Passage shown
..............................

Slow, deep bass, sexy lady's voice, the perfect vampire seductress or seducer type of song.

And One - Militairy Fashion Show
http://www.youtube.com/watch?v=K4YXo6w-nQs

EBM/Industrial/Darkwave for the win.

Now you guys =P


----------



## CarlaSixx (Aug 7, 2011)

Personal Jesus - Marilyn Manson (MUST be this version)
Also... (s)Aint... This Is The New Shit... and The Beautiful People

Most Metallica songs.

Bad Girlfriend - TOAD

Push - Enrique

Hmmm... I have a BUNCH of playlists dedicated to this kind of idea, lol.

Usually if I can't imagine hot and steamy sex, or sexy and rough sex, then I probably won't like the song all too much :happy:

ETA: No slow jams like Marvin Gaye. Ew. No. Just... No.


----------



## LeoGibson (Aug 7, 2011)

This song completely wraps up,love and lust and longing and frustration and obsession better than any other I know of.This live performance is exceptional.From her slow breathy southern drawl,to the bass and drum right in the pocket moving toward climax and the lead guitar is nothing but short bursts of pent up frustration until near the end he finally gets to cut loose and give the listener the release they have been waiting for.Hands down this is one that I consider to be the sexiest.

..............................

Set tasks
[a] Output everything in the song-recommendation thread from "Personal Jesus - Marilyn" down to "No. Just... No.", copied word for word.
[b] Carry the song-recommendation thread forward with the next part, starting right after its last sentence.

Dataset entries
..............................

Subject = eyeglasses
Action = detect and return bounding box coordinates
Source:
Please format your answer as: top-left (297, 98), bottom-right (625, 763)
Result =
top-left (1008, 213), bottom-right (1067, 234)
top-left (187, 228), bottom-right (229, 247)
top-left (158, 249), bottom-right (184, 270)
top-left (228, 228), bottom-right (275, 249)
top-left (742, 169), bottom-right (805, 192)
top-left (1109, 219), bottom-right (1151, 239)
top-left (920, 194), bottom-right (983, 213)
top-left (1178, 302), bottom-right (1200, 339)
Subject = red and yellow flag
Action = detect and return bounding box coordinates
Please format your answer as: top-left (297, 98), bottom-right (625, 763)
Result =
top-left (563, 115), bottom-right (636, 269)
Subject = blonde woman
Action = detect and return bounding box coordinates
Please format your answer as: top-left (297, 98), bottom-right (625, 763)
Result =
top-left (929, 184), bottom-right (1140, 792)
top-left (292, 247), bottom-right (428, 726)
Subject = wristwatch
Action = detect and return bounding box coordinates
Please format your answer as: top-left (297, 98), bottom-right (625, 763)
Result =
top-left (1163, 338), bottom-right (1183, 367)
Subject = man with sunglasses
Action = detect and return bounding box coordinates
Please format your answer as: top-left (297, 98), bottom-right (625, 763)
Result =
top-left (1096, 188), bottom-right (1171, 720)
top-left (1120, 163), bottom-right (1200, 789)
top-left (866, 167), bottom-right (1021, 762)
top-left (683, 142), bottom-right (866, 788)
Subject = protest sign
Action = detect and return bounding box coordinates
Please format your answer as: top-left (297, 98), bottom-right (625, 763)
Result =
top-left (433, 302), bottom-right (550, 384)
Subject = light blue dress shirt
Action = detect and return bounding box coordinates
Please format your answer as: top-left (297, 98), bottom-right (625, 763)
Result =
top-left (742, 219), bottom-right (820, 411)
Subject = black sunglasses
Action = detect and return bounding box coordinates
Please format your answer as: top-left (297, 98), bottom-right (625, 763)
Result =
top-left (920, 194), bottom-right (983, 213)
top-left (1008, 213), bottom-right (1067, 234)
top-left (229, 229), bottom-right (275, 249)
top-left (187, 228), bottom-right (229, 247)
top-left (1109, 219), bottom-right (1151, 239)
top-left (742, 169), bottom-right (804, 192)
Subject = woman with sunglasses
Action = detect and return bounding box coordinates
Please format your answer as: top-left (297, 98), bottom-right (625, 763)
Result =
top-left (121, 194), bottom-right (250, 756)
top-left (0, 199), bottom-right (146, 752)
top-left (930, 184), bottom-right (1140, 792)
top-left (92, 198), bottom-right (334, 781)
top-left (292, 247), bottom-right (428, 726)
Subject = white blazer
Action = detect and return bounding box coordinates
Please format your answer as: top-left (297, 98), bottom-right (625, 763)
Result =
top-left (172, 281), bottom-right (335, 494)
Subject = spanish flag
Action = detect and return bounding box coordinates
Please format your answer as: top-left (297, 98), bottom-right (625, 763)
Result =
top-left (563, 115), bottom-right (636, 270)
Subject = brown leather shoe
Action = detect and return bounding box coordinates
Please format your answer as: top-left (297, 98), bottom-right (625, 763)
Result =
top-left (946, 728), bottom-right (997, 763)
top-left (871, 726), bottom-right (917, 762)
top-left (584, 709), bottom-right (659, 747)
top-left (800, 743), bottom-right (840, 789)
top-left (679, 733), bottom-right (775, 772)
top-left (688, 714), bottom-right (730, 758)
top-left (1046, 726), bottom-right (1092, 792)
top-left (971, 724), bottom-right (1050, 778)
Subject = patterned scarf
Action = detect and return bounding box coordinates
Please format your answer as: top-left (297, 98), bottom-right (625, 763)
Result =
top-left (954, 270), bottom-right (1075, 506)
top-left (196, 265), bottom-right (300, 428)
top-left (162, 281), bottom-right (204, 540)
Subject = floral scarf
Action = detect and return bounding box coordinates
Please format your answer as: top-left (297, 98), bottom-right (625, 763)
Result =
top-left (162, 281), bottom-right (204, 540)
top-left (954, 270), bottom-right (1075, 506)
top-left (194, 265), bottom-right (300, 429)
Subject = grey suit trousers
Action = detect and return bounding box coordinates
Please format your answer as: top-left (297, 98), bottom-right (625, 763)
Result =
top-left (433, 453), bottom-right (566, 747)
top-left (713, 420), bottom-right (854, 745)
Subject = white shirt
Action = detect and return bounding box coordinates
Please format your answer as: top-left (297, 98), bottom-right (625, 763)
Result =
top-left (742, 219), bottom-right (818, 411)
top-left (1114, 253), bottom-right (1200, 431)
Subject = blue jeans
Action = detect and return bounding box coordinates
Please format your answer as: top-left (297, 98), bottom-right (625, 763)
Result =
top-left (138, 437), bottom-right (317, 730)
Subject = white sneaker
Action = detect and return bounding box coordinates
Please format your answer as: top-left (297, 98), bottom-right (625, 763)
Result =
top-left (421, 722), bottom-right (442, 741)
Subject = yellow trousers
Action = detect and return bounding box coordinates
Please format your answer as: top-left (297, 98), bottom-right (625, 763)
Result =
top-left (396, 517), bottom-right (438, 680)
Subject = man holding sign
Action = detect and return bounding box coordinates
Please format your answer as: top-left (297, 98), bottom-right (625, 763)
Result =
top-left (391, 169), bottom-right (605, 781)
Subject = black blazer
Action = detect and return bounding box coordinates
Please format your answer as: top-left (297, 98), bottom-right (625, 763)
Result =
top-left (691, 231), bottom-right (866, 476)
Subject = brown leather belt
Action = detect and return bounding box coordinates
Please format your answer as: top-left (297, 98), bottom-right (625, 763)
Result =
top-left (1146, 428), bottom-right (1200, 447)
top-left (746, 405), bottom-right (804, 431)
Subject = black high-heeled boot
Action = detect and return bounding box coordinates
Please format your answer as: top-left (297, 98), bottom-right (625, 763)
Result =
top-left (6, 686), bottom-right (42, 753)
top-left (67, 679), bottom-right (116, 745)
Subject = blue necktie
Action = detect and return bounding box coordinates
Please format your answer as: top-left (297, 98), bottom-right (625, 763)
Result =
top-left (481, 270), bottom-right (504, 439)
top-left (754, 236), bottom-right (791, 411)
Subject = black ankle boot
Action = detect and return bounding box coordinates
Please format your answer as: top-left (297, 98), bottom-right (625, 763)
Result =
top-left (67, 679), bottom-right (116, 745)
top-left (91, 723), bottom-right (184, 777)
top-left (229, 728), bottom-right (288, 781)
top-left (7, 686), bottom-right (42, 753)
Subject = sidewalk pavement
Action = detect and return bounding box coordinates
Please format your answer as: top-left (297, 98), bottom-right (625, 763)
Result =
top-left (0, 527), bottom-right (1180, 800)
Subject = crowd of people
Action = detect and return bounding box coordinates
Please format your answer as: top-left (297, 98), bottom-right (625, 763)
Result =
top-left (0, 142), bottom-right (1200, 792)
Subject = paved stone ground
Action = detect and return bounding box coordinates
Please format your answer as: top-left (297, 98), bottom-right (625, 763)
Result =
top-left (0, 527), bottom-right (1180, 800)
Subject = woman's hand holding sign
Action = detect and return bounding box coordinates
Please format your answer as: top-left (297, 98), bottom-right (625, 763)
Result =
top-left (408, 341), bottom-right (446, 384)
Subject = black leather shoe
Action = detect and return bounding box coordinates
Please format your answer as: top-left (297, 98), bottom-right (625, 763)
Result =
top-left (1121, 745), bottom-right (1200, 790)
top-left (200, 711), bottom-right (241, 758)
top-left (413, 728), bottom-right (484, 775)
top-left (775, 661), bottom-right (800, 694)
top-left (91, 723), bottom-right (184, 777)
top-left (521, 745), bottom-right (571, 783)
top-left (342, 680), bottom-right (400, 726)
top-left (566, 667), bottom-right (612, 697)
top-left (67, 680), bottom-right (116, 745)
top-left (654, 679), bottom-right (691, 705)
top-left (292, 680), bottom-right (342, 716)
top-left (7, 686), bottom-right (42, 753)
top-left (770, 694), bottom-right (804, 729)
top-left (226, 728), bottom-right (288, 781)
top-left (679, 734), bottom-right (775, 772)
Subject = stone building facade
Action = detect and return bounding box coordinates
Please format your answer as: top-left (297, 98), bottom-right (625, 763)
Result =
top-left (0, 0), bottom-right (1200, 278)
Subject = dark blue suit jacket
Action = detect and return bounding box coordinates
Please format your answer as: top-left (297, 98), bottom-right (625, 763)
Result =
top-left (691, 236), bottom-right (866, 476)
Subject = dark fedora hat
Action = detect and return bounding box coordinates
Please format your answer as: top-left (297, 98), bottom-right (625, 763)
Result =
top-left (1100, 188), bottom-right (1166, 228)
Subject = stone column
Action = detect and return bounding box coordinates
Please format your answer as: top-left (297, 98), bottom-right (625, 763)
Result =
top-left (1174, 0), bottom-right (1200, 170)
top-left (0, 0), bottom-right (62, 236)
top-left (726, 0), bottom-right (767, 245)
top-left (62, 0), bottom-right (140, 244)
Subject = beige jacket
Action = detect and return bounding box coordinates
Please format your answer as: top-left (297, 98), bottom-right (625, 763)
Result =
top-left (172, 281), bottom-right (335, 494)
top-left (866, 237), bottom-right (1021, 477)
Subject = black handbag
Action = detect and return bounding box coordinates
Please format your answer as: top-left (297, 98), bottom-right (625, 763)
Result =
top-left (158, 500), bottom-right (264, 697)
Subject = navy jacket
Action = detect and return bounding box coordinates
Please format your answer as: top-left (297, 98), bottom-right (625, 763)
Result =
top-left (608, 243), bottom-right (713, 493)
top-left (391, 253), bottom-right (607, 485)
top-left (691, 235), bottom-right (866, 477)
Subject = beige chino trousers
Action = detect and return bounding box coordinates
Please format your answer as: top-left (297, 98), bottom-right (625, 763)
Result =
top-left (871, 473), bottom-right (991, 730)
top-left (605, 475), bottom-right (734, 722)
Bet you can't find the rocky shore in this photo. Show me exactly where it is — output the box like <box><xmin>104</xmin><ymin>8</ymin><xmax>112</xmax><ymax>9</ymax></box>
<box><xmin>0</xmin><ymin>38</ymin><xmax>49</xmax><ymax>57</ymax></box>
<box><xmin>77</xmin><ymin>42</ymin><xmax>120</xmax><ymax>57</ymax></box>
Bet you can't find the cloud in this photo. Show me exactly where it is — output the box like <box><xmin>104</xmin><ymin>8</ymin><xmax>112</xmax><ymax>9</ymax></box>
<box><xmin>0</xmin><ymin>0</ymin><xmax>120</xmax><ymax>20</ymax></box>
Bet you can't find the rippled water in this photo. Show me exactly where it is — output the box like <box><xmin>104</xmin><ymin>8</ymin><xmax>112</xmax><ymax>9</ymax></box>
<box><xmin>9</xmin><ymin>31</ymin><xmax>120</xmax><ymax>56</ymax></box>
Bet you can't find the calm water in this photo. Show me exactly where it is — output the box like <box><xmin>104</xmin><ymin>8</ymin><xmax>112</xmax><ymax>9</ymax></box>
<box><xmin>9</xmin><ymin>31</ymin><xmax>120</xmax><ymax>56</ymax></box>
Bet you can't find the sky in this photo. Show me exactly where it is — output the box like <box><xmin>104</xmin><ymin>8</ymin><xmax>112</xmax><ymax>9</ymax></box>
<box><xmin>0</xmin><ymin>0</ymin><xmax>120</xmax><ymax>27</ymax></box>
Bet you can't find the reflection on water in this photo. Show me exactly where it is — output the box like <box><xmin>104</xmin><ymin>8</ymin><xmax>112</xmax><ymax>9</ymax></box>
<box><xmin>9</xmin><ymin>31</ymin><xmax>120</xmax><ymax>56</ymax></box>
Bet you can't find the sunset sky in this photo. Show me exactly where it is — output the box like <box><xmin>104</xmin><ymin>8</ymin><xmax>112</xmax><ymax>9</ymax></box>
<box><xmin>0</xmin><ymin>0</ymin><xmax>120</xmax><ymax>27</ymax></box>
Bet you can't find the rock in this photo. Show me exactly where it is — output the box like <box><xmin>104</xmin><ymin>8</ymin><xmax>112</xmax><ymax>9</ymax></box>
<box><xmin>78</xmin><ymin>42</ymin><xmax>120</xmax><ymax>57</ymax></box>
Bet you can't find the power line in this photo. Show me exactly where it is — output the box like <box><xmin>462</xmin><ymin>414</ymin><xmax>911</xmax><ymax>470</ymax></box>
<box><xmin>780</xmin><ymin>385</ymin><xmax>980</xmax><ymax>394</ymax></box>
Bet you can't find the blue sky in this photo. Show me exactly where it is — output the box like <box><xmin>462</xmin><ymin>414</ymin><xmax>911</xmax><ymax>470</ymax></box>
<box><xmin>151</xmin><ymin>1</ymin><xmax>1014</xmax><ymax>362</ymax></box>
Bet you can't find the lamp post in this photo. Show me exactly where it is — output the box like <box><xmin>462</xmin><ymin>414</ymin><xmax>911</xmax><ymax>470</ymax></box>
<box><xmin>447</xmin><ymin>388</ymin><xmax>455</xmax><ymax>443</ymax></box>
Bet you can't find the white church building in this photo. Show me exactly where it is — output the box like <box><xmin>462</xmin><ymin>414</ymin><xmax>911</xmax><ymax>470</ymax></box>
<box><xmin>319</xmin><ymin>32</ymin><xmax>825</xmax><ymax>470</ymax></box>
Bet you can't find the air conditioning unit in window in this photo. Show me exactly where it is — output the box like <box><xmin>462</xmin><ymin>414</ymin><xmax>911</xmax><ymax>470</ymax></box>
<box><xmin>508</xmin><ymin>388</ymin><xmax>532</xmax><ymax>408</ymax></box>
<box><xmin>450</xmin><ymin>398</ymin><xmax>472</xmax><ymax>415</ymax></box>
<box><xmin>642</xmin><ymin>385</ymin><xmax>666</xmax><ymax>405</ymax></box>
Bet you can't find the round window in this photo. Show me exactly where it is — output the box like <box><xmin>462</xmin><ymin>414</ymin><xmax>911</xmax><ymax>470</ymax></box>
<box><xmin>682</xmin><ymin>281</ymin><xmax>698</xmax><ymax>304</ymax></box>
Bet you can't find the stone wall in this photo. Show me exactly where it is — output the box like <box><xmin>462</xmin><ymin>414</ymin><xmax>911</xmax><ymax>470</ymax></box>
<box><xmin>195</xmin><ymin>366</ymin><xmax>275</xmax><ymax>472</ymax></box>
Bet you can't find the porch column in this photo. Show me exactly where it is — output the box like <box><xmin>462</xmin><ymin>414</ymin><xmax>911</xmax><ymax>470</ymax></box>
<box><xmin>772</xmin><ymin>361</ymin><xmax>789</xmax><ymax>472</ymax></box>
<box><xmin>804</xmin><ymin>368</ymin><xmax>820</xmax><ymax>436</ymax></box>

..............................

Results for the exercise
[a]
Personal Jesus - Marilyn Manson (MUST be this version)
Also... (s)Aint... This Is The New Shit... and The Beautiful People

Most Metallica songs.

Bad Girlfriend - TOAD

Push - Enrique

Hmmm... I have a BUNCH of playlists dedicated to this kind of idea, lol.

Usually if I can't imagine hot and steamy sex, or sexy and rough sex, then I probably won't like the song all too much :happy:

ETA: No slow jams like Marvin Gaye. Ew. No. Just... No.

[b]
Lucinda Williams---Essence

http://www.youtube.com/watch?v=6Kd3Y-anRlM


----------



## Broadside (Aug 7, 2011)

I always liked these:

Sneaker Pimps: Six Underground
http://www.youtube.com/watch?v=rrvk1bmTayg


Moby: I like it
http://www.youtube.com/watch?v=0GrdF5-uMPM


There are others but I forget at the moment... it's been a while. :doh:


----------



## MrBob (Aug 7, 2011)

Ball & Biscuit - The White Stripes
http://youtu.be/HffWN2E9SYs

Je T'aime...Moi non plus - Serge Gainsbourg & Jane Birkin
http://youtu.be/k3Fa4lOQfbA

The Girl I love, she got long black wavy hair - Led Zeppelin
http://youtu.be/byos2Tr5KrM


----------



## ManBeef (Aug 7, 2011)

DJ ZTrip && Chester Bennington - The Walking Dead. Such a sexy ass song.
http://www.youtube.com/watch?v=mZpTk5cd8ms

Smashing Pumpkins - Pug. Another hot lil song that gets me going. I couldn't find like a lyric video or anything better. The live videos aren't as good. Sothis is the best thing I could find. Sorry...
http://www.youtube.com/watch?v=v1JV1oXLzf8

The Lonely Island - Dick in a Box... Need I say more?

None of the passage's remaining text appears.